Once the line with "Target: roof edge" is found in the entries below, print it and each following line exactly, stopping after the line with "point(261, 411)"; print nothing else.

━━━━━ INPUT DATA ━━━━━

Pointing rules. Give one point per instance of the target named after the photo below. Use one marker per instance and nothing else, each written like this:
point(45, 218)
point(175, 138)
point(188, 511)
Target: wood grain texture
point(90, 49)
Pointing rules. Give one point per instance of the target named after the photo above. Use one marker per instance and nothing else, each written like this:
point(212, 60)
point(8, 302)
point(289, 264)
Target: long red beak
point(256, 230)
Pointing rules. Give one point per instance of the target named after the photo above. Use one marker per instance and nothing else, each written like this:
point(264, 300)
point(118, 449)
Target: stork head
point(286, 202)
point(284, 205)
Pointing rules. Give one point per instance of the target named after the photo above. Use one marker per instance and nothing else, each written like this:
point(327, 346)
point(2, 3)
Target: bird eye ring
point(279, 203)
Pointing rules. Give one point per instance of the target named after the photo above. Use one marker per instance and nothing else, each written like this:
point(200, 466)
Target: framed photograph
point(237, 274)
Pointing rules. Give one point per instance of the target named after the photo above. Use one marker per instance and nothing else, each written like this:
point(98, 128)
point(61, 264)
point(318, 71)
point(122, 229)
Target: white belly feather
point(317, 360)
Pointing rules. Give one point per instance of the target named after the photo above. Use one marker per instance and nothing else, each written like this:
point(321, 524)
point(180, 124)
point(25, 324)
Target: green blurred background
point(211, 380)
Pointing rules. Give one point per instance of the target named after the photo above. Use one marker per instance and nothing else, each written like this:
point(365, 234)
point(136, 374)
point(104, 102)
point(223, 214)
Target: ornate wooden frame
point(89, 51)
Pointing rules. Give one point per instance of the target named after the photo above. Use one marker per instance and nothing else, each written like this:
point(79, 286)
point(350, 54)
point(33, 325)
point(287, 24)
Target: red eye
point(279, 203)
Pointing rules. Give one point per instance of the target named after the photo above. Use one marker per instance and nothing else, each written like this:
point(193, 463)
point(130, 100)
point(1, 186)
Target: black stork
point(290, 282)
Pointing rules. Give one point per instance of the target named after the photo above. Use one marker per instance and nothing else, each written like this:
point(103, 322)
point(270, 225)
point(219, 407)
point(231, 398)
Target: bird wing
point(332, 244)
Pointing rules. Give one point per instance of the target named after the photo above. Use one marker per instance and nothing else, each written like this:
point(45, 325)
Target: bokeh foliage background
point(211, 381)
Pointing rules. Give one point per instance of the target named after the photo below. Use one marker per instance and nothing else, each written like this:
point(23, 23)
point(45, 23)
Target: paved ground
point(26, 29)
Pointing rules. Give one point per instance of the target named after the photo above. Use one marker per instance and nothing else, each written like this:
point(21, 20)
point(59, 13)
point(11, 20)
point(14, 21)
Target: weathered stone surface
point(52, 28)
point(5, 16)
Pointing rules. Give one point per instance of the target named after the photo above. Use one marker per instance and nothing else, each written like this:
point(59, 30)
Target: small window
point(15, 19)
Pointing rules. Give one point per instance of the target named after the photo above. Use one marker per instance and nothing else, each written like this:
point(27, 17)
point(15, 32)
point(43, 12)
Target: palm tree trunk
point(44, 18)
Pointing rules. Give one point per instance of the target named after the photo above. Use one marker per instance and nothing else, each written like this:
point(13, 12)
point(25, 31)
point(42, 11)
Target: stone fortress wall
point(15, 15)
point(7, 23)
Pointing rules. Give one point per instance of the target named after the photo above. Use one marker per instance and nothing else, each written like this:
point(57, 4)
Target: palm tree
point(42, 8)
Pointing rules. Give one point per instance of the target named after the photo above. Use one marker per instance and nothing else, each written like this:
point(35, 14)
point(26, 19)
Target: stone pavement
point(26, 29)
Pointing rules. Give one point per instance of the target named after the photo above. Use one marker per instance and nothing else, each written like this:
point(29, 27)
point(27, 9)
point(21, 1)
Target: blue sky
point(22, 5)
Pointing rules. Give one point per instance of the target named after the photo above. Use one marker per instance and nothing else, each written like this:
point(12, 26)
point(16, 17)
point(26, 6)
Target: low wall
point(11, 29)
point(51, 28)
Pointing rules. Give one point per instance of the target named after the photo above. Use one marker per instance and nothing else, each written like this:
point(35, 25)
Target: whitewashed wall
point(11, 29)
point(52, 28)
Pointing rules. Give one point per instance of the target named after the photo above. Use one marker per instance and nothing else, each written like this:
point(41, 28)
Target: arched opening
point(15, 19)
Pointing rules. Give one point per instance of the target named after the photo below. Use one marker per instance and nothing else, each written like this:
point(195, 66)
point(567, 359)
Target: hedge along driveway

━━━━━
━━━━━ INPUT DATA ━━━━━

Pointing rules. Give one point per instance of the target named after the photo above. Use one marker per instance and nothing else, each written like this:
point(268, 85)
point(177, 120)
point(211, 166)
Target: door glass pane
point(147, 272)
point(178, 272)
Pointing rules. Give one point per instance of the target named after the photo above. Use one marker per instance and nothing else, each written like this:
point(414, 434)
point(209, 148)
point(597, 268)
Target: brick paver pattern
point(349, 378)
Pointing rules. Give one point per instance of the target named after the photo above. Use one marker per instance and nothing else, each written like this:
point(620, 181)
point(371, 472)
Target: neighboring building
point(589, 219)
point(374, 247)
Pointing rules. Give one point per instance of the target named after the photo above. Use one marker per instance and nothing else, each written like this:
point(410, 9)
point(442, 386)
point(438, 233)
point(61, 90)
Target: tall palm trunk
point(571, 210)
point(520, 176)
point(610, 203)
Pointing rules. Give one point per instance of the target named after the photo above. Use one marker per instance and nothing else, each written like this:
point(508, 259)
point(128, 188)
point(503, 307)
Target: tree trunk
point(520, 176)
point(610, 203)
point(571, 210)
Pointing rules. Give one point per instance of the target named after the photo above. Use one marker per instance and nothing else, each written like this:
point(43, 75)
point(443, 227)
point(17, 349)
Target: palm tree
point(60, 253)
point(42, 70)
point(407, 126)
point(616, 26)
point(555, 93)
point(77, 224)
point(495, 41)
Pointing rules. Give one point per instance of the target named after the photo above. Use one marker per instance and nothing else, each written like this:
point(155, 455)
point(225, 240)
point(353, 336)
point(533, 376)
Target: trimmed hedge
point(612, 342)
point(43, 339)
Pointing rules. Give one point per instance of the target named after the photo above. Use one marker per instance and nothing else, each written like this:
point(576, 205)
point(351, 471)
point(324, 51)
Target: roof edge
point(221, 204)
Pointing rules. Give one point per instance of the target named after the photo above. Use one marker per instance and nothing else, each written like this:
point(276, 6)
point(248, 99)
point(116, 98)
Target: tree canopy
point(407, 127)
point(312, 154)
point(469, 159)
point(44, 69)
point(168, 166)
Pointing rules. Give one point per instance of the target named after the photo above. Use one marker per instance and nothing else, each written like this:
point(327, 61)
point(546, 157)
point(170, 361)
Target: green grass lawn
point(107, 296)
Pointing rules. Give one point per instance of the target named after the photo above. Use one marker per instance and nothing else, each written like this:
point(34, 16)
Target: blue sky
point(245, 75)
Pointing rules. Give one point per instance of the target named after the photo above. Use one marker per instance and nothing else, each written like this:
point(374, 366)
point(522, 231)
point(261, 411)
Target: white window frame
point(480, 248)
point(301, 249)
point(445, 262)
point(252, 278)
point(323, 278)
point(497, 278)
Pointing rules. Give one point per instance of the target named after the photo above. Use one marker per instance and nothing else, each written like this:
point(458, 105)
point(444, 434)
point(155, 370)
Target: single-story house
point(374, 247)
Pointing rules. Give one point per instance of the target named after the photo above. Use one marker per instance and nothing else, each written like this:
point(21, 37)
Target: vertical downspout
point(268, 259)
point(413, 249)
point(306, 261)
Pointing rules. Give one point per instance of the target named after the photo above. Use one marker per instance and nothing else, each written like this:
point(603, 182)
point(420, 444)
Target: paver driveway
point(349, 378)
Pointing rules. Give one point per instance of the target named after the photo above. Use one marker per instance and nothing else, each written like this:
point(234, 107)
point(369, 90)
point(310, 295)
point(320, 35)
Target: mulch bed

━━━━━
━━━━━ INPUT DATA ━━━━━

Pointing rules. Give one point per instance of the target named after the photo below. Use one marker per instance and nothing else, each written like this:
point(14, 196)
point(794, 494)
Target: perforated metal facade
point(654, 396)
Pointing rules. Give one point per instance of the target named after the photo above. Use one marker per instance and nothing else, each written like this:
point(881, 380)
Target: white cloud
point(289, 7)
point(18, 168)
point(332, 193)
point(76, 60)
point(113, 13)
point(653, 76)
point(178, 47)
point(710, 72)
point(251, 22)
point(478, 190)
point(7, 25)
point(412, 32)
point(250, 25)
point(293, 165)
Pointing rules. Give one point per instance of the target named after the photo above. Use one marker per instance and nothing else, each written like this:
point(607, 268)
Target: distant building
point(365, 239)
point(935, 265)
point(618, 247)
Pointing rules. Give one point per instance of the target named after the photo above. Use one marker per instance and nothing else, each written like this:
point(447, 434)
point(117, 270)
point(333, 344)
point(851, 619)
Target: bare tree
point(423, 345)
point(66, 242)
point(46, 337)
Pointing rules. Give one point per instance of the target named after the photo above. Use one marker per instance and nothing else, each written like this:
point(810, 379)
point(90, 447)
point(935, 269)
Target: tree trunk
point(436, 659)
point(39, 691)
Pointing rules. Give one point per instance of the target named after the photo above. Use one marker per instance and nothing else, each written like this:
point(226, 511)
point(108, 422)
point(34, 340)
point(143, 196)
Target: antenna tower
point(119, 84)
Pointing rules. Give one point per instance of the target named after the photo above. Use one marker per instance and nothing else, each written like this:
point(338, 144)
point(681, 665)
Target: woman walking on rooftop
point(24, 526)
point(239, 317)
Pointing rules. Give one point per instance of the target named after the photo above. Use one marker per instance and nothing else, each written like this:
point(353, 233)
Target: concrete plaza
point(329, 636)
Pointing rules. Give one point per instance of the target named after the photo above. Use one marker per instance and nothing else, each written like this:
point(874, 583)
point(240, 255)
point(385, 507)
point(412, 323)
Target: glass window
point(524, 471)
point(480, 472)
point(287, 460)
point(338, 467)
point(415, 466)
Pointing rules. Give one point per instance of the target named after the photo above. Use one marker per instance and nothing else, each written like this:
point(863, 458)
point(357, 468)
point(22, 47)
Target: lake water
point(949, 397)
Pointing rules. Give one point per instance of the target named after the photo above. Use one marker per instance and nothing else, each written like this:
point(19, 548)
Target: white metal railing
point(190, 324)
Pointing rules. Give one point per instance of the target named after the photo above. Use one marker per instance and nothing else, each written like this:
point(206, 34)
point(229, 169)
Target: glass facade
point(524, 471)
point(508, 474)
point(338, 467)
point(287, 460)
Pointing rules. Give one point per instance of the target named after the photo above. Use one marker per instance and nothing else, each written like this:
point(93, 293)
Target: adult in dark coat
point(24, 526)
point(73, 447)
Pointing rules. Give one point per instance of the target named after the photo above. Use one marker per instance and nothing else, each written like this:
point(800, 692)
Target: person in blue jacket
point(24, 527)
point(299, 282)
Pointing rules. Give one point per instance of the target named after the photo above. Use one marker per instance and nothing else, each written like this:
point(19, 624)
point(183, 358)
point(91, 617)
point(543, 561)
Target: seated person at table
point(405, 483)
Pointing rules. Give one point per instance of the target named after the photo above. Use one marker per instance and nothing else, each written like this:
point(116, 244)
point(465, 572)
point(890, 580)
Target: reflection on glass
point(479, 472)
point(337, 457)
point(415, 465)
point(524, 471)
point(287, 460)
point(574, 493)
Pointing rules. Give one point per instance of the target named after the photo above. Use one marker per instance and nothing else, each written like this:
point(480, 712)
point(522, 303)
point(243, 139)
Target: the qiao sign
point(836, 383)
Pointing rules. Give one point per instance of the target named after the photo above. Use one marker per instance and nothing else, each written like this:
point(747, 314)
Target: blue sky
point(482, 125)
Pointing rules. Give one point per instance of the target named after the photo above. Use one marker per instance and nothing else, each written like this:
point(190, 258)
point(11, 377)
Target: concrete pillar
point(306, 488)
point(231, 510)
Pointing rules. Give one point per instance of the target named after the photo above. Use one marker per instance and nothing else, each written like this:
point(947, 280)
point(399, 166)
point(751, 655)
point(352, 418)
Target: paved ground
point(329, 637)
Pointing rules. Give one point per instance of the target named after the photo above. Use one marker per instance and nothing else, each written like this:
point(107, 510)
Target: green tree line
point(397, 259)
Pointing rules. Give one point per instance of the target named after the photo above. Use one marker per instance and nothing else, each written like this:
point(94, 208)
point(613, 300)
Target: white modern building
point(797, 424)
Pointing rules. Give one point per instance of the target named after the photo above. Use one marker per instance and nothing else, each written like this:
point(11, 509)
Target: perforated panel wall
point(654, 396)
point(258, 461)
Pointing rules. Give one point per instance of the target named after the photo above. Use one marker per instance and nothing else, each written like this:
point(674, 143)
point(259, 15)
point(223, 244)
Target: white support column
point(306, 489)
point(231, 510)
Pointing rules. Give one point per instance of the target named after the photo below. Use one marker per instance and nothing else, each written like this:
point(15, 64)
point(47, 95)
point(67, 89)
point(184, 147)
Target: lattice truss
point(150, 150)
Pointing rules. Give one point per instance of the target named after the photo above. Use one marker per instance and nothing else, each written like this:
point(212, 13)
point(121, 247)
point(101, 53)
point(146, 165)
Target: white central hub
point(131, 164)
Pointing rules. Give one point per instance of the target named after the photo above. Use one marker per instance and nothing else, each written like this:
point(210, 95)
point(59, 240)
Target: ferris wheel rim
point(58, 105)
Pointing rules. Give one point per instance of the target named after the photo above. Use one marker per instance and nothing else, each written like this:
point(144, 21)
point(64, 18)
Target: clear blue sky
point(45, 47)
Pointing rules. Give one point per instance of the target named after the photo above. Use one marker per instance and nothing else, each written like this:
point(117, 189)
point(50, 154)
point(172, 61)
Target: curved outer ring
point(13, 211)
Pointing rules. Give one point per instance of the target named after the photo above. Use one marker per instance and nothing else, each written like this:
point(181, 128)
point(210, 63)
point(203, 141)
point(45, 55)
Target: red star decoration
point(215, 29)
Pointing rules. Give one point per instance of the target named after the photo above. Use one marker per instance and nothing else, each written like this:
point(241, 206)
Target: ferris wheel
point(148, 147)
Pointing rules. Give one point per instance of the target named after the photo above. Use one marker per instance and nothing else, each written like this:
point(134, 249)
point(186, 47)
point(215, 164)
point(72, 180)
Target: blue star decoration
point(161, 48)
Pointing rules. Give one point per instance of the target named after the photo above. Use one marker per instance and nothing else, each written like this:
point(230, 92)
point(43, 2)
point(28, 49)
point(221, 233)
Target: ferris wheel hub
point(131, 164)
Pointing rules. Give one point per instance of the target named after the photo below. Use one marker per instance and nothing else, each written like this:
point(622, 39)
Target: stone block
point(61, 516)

━━━━━

> [PROBLEM SOLUTION]:
Target: roof edge
point(221, 204)
Pointing rules. Give one point per instance of the target named after the photo above. Use one marker per instance and nothing else, each written like this:
point(276, 6)
point(248, 99)
point(116, 98)
Target: tree canopy
point(407, 127)
point(312, 154)
point(469, 159)
point(44, 69)
point(168, 166)
Pointing rules. Give one point per instance of the target named after the photo above. Use one marker per instance and nothing else, each written like this:
point(327, 61)
point(546, 157)
point(170, 361)
Target: green grass lawn
point(107, 296)
Pointing rules. Give one point per instance of the target named after the photo above. Use one marker per instance and nothing else, each written like this:
point(34, 16)
Target: blue sky
point(245, 75)
Pointing rules. Give one point per instance of the target named after the photo above. Use one marker per instance and nothing else, each written like this:
point(374, 366)
point(522, 231)
point(261, 411)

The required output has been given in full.